[[ PASSAGE TO READ open ]]

Late Payment Window to Small Suppliers Reduced to 30 Days in the Uk

Late Payment Window to Small Suppliers Reduced to 30 Days in the Uk

The UK government has announced a crackdown on large businesses that take too long to settle invoices, in a move that should help to ease the cash flow issues faced by many smaller companies.

From 1 July, large companies that have signed up to the Prompt Payment Code (PPC) will have to settle 95% of invoices from small business suppliers within 30 days, down from the current 60-day deadline.

The changes affect payments to firms with fewer than 50 employees; the 60-day deadline will remain for larger companies. 

Although more than 2,800 companies have already signed up to the PPC, poor payment practices are still common in general. The Small Business Commissioner estimates that approximately £23.4 billion worth of late invoices are owed to firms across Britain, providing a clear threat to business survival. 

In addition to reducing payment time, several other announcements intended to encourage prompt payment have also been made, coming into effect immediately.

This includes the requirement that a company’s CEO, finance director, or the business owner where it is a small business, personally signs the PPC to ensure responsibility for payment practices is taken at the highest level of an organisation. Signing the code now means acknowledging that interest can be charged on late invoices and that any breaches can be investigated based on third-party information.

A new logo has also been introduced for signatories to use in external communications to show their commitment to the code.

Top tips for reducing late payments

While this is hopefully a positive move in the battle against late payments, it’s something that continues to impact on many small businesses in particular. Research from the Federation of Small Businesses suggests that 83% of small businesses have to deal with payments that are made after the agreed date and around one in seven are paid late more than half the time by their business or public sector customers. The result is that more than one-third of SMEs claim to have difficulties with cash flow.

[[ PASSAGE TO READ closed ]]
[[ AVAILABLE DATA open ]]

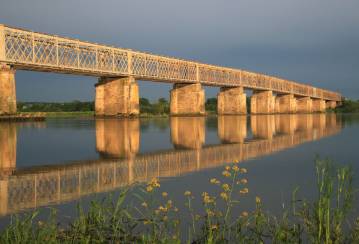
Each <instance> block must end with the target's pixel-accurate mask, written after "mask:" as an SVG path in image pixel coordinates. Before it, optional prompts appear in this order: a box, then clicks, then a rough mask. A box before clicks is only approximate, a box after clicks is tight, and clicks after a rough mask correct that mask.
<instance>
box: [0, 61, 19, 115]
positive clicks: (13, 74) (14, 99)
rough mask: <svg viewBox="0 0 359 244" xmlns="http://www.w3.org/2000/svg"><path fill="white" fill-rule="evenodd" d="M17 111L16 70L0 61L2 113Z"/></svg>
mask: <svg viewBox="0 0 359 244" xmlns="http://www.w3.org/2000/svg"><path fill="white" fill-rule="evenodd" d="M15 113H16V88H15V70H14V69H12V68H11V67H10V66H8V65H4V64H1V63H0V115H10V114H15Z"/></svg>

[[ AVAILABLE DATA closed ]]

PROBLEM SET.
**1)** According to the late-payment article, within how many days will Prompt Payment Code signatories have to settle 95% of invoices from small business suppliers from 1 July?
**2)** Duplicate every line of the stored data listing above exactly, leaving the picture out of your answer.

WRITTEN ANSWERS.
**1)** Within 30 days.

**2)**
Each <instance> block must end with the target's pixel-accurate mask, written after "mask:" as an SVG path in image pixel coordinates. Before it, optional prompts appear in this order: a box, then clicks, then a rough mask. A box before clicks is only approximate, a box after clicks is tight, and clicks after a rough mask correct that mask.
<instance>
box: [0, 61, 19, 115]
positive clicks: (13, 74) (14, 99)
rough mask: <svg viewBox="0 0 359 244" xmlns="http://www.w3.org/2000/svg"><path fill="white" fill-rule="evenodd" d="M17 111L16 70L0 61L2 113Z"/></svg>
mask: <svg viewBox="0 0 359 244" xmlns="http://www.w3.org/2000/svg"><path fill="white" fill-rule="evenodd" d="M15 113H16V88H15V70H14V69H12V68H11V67H10V66H8V65H4V64H1V63H0V115H10V114H15Z"/></svg>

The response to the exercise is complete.